Stored data entries:
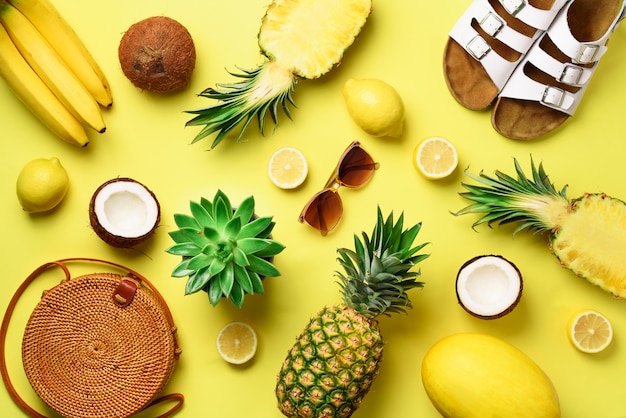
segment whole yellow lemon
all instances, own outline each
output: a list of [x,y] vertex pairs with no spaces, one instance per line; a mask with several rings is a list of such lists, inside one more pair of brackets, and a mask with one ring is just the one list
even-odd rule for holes
[[342,89],[348,113],[365,132],[398,138],[404,127],[404,103],[398,91],[376,78],[350,79]]
[[69,183],[67,171],[58,158],[37,158],[18,175],[17,198],[26,212],[47,212],[61,203]]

| Work to be completed |
All of the records should be output exactly as they stand, with pictures omitted.

| Finished exercise |
segment whole yellow lemon
all instances, own outline each
output: a list of [x,y] vertex pairs with no spaces, one instance per line; a mask with several rings is a list of such lists, inside one more pair of brackets, and a mask with one ring is just the one list
even-odd rule for holes
[[342,89],[348,113],[365,132],[398,138],[404,127],[404,103],[398,91],[376,78],[350,79]]
[[69,183],[67,171],[58,158],[37,158],[18,175],[17,198],[26,212],[47,212],[61,203]]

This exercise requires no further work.